Pick out each line in the entries below that contains the word "blazer" and copy those lines.

Pointing and labeling entries
[start]
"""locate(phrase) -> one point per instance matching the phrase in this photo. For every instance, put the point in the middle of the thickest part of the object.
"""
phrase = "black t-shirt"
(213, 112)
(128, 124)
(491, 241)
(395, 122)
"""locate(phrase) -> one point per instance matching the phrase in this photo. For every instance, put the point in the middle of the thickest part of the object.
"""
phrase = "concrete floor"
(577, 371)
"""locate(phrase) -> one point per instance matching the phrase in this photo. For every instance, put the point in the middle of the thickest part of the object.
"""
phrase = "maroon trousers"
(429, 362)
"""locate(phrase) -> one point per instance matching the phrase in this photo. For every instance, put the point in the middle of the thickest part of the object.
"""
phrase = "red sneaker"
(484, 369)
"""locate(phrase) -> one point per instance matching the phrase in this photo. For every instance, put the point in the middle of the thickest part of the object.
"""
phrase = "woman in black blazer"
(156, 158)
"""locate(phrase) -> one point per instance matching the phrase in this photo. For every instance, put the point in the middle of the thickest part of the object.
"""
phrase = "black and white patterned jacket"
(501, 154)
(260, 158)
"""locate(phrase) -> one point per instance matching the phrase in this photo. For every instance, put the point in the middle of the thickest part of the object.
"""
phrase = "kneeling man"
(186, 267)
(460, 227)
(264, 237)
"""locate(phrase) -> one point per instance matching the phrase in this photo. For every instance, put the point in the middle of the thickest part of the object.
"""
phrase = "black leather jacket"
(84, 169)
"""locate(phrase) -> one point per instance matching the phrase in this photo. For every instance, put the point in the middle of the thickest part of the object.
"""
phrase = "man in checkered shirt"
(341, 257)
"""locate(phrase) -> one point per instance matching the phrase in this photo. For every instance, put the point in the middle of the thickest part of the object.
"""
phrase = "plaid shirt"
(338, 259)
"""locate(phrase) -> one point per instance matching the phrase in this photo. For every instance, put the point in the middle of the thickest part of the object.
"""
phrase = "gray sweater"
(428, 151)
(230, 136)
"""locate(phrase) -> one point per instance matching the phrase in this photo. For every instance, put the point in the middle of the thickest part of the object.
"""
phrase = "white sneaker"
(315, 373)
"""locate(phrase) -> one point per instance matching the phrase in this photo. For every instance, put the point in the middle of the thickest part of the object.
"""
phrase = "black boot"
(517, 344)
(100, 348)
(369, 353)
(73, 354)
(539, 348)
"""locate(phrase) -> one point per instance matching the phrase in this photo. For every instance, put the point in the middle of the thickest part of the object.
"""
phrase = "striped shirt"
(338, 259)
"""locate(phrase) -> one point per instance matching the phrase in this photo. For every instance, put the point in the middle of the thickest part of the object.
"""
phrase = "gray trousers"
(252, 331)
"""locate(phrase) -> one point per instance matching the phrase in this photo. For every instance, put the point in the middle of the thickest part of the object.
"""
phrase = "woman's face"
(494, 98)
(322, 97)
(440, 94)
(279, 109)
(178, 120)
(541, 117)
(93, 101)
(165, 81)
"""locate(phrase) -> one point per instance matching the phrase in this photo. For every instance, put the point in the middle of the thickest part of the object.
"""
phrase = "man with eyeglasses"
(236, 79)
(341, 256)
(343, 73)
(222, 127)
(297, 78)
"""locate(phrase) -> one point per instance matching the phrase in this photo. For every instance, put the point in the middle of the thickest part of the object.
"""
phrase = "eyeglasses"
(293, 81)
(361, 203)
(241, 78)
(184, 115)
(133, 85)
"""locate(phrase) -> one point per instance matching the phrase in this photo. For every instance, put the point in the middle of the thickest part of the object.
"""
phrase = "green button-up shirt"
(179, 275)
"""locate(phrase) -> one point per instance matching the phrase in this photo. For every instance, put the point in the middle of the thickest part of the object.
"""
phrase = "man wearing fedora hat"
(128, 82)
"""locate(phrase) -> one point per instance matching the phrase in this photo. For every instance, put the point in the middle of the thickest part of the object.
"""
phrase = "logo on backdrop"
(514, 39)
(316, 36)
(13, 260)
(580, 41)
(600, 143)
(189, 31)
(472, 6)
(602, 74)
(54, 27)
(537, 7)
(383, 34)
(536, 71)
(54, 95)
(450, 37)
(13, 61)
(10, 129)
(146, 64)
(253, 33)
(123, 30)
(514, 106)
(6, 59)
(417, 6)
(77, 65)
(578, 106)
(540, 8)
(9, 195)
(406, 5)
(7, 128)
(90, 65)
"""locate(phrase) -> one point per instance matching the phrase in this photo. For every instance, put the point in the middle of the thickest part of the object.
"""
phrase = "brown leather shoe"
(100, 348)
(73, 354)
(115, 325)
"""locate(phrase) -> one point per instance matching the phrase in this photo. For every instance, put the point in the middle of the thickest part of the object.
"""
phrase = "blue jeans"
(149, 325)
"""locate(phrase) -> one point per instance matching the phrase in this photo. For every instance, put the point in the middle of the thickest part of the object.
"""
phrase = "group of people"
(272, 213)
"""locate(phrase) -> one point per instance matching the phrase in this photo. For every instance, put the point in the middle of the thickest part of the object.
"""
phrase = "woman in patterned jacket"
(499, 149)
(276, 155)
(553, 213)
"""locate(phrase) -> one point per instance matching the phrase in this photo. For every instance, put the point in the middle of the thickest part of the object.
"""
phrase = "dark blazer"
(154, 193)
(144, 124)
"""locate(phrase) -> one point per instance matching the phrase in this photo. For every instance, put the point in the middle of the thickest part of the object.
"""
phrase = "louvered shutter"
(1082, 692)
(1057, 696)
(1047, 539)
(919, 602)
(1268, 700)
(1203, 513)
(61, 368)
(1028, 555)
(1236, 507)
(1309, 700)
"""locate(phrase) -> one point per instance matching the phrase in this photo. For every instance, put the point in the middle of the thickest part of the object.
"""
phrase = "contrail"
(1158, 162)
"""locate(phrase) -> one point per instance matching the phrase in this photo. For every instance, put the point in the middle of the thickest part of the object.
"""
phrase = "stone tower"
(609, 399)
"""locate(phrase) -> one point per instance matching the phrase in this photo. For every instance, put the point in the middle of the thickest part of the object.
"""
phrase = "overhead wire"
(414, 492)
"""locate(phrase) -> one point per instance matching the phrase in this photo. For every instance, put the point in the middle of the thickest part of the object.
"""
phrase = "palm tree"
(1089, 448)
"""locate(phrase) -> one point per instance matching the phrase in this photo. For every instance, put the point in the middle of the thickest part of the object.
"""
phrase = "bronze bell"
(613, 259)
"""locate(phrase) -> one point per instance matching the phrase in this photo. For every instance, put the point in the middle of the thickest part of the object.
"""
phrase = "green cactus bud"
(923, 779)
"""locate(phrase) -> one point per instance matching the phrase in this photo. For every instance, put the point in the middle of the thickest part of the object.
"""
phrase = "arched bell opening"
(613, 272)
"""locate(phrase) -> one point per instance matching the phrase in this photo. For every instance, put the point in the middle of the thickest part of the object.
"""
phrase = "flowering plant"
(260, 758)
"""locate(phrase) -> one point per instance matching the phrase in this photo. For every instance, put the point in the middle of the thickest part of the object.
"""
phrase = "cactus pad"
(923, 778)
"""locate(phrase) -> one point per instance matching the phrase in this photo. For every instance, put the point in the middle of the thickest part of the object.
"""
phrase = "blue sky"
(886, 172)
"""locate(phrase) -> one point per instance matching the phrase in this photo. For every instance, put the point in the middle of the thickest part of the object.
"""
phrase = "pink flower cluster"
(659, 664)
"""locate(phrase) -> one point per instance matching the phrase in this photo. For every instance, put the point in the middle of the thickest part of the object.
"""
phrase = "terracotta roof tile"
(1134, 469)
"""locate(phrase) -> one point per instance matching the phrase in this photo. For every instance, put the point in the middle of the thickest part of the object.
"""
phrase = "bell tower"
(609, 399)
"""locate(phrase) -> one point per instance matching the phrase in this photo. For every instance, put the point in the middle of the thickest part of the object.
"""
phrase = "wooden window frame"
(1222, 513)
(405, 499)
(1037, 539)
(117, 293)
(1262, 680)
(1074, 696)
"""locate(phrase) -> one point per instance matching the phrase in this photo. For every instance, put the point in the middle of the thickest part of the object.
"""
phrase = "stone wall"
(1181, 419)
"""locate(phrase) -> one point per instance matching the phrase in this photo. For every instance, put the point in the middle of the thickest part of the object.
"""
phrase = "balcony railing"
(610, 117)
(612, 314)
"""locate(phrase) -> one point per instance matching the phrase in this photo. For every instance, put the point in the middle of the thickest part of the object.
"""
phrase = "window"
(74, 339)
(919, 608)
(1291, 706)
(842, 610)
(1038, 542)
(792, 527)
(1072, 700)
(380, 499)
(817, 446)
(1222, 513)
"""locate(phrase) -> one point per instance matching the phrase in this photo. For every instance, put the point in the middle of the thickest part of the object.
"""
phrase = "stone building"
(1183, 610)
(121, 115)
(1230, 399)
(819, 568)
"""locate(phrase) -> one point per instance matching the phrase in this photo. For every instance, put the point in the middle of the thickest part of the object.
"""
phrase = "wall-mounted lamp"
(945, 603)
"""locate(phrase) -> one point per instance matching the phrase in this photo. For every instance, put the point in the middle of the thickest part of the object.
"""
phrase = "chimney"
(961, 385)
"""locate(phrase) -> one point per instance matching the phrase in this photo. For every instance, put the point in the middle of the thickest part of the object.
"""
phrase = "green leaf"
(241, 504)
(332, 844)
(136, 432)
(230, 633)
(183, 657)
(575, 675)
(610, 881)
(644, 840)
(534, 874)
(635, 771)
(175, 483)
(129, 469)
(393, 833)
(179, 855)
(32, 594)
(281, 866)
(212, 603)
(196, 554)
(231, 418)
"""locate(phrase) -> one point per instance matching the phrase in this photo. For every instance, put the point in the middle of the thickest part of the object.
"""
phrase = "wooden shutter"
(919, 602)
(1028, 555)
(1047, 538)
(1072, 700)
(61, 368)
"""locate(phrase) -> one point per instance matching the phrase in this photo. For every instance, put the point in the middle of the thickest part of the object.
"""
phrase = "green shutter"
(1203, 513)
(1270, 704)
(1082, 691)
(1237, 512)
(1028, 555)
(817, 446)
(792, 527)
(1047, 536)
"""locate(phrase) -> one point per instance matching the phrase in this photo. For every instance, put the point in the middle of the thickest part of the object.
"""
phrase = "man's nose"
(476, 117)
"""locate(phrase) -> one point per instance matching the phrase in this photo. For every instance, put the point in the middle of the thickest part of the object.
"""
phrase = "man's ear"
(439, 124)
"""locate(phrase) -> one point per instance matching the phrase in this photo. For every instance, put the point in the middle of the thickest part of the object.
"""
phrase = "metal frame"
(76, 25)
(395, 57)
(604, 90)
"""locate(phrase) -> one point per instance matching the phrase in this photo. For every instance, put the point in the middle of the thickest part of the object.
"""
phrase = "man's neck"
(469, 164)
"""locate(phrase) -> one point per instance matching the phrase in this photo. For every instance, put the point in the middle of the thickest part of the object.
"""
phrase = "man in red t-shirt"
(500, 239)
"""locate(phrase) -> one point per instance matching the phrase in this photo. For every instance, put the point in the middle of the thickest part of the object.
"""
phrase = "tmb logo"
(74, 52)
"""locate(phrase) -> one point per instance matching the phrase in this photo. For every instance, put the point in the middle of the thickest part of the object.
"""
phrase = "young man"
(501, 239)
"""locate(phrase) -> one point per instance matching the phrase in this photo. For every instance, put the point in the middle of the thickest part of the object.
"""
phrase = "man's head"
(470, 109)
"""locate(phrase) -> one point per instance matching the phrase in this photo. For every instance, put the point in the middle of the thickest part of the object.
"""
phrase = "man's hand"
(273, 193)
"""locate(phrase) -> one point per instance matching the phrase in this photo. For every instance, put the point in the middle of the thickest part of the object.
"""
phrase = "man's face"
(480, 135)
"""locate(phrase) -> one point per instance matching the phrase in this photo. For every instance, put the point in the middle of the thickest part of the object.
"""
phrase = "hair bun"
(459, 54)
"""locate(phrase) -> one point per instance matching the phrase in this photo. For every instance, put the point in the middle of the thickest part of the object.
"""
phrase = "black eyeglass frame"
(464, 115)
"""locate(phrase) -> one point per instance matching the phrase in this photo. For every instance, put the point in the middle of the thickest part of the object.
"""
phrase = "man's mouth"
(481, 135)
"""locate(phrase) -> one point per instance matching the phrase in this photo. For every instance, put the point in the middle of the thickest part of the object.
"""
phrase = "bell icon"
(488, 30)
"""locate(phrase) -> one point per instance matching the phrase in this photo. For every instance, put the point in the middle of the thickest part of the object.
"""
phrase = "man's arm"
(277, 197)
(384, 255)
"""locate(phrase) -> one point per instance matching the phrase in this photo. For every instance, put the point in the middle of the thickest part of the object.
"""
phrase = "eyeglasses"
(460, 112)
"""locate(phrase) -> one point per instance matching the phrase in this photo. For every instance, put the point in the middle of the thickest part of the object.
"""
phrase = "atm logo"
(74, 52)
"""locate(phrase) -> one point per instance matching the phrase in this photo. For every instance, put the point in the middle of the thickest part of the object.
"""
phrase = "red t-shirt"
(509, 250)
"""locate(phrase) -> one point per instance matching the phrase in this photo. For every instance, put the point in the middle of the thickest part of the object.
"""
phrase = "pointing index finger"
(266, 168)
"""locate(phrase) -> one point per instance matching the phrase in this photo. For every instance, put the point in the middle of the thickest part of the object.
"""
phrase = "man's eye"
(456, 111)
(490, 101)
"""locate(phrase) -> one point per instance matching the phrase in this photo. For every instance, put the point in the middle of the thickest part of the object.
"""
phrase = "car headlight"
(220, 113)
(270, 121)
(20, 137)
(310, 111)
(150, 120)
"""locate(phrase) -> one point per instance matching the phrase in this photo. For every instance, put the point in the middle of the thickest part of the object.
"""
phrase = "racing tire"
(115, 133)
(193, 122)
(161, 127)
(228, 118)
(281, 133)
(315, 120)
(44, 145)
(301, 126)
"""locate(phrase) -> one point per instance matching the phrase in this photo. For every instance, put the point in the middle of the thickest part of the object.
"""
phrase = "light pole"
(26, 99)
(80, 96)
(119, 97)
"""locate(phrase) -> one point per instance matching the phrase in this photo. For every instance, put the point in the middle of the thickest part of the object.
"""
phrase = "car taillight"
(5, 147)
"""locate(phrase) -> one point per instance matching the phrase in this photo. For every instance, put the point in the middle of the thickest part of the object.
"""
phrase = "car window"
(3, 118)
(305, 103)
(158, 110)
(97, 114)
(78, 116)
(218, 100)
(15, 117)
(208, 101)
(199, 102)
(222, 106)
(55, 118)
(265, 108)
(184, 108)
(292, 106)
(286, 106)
[end]
__OUTPUT OF THE EXERCISE__
phrase = "woman in black blazer"
phrase = "dark blazer"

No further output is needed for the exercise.